Starting from the line containing "spot the rooster", write out the rest of the entries exactly, through the final line, including nothing else.
═══ Materials provided
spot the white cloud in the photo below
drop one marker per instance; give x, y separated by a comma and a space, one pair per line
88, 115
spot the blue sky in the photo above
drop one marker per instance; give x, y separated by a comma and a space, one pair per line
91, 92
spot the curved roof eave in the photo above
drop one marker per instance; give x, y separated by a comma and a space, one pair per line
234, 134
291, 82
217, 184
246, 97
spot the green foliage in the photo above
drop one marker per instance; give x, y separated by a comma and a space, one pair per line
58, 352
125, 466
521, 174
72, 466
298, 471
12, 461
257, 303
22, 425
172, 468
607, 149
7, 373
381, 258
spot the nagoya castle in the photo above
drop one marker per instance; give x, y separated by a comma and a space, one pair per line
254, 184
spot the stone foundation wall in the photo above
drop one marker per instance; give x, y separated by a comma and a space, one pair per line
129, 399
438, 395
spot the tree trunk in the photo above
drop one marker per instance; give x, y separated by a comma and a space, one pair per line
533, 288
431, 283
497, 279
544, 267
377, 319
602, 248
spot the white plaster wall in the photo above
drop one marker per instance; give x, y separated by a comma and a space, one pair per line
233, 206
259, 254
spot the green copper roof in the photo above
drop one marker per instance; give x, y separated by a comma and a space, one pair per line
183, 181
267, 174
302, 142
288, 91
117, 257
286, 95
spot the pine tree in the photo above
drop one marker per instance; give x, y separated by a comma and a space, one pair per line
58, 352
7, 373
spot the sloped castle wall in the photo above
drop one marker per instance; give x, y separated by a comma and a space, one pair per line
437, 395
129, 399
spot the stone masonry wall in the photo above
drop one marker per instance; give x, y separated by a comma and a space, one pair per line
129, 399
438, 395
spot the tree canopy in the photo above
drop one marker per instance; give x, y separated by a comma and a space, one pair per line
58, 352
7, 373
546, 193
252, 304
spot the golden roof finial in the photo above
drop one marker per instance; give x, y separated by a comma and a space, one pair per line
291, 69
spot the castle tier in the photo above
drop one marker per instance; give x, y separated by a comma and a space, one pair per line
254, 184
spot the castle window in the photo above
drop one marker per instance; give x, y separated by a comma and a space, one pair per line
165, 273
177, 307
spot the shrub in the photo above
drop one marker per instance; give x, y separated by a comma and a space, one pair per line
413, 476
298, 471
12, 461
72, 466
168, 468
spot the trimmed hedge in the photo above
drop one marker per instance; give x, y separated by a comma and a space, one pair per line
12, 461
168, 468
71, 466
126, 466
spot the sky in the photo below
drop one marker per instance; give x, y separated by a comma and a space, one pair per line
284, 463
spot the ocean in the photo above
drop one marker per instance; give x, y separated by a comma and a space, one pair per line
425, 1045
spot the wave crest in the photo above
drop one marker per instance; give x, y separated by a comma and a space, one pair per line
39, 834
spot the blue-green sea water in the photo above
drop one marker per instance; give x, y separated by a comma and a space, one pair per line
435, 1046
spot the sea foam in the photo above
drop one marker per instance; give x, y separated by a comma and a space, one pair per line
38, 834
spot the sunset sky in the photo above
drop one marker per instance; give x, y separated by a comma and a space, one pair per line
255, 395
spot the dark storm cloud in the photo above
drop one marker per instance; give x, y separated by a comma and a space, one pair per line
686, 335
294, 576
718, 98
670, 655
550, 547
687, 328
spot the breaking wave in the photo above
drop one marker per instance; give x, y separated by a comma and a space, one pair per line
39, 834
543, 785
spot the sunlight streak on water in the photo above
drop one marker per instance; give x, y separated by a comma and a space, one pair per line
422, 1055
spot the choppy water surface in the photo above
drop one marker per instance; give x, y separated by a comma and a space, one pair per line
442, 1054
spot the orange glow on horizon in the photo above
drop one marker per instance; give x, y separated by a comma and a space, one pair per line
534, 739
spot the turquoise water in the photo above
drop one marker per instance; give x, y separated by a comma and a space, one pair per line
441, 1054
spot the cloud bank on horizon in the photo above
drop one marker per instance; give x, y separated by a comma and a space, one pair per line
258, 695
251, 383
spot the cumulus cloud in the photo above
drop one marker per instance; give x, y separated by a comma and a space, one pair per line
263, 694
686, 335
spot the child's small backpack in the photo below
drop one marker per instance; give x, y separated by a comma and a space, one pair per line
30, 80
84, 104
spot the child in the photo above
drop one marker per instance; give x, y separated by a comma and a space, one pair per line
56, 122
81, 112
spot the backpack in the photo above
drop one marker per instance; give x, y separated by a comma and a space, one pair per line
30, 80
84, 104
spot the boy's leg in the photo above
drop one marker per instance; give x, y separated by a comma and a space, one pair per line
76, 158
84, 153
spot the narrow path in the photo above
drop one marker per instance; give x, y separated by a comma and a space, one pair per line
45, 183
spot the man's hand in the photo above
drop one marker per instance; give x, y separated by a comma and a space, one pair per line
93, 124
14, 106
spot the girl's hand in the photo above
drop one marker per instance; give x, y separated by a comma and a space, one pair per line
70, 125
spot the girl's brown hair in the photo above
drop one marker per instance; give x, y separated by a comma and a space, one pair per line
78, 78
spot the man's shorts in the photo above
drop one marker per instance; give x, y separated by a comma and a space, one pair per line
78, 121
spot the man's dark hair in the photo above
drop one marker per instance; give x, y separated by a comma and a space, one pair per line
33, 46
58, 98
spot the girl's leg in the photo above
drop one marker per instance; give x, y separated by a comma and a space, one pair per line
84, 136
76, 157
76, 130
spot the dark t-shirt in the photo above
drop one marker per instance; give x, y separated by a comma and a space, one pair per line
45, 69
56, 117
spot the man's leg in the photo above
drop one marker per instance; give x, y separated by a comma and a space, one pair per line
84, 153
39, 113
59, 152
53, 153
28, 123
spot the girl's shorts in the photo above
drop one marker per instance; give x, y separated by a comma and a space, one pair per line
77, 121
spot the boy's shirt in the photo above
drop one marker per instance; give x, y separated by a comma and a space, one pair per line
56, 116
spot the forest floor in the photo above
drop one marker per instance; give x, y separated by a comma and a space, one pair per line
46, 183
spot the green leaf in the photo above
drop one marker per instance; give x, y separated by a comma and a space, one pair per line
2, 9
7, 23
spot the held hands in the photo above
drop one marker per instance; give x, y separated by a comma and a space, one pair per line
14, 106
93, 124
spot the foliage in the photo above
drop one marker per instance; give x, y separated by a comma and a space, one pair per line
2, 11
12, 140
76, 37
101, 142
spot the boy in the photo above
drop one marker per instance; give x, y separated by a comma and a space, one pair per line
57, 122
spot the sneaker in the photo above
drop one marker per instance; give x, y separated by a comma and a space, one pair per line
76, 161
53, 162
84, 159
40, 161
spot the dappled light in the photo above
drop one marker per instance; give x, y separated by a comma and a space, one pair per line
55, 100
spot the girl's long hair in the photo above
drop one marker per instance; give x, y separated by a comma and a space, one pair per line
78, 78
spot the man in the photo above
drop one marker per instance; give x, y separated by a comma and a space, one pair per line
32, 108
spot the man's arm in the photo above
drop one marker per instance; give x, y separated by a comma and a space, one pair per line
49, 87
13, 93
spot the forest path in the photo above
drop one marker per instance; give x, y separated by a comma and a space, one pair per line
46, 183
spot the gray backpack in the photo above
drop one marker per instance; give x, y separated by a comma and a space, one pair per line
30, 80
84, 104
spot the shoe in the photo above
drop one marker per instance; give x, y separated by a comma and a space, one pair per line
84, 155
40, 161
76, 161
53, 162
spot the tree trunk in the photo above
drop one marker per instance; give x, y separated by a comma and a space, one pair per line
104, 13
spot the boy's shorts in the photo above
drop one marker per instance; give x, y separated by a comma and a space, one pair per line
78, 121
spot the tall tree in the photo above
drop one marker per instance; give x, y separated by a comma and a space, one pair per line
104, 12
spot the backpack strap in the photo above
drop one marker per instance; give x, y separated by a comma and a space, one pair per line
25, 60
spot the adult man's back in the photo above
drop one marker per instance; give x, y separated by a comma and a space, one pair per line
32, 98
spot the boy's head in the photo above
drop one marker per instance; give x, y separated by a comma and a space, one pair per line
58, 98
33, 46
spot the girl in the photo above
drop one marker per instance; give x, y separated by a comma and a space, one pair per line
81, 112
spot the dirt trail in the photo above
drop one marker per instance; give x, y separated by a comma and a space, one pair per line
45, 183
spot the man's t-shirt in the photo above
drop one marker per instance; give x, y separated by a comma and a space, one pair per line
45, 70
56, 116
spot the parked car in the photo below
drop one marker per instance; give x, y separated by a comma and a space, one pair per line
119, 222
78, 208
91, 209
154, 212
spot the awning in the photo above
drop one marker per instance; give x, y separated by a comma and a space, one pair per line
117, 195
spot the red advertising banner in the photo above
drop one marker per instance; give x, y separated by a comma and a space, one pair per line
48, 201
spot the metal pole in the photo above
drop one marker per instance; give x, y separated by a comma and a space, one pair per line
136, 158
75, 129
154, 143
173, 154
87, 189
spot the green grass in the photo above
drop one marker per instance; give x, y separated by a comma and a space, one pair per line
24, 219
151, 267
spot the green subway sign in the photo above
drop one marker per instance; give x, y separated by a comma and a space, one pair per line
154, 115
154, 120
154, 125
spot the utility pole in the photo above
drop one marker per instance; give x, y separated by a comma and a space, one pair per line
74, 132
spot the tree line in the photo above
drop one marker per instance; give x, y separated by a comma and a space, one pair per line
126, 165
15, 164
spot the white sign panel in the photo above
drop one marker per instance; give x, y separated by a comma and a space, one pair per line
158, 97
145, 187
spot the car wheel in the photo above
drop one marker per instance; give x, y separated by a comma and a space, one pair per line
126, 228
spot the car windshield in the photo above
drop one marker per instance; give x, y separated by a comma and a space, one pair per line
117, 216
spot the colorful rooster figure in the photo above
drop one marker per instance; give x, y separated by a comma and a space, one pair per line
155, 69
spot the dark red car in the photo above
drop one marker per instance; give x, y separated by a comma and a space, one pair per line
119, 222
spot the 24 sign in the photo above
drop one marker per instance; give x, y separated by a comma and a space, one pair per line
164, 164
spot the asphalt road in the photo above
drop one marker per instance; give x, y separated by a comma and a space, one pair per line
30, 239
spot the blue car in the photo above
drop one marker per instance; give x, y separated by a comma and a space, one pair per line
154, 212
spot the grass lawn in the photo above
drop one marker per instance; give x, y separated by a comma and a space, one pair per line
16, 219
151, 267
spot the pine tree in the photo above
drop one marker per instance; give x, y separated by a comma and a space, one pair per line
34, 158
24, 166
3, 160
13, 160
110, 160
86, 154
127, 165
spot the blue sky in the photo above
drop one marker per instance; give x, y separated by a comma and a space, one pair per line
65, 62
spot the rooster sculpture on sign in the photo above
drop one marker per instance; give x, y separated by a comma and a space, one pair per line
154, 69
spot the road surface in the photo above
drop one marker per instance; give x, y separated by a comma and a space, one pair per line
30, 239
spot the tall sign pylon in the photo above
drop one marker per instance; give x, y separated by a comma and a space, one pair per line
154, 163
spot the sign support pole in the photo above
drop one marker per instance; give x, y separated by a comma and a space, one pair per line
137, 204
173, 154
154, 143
══════
* [The reply]
spot the rooster sculpture on sign in the photo above
drop one marker per instance; give x, y separated by a comma and a space, one pair per line
154, 69
spot the road surface in the photo above
drop one marker per instance; give x, y separated by a comma and a space, one pair per line
30, 239
spot the tall sign pylon in the photo above
drop one marker per instance; give x, y separated by a comma and a space, one pair per line
154, 163
spot the sign support pole in the photo above
drop one marker per instance; give x, y separated by a comma and a space, one pair per line
137, 204
173, 154
154, 143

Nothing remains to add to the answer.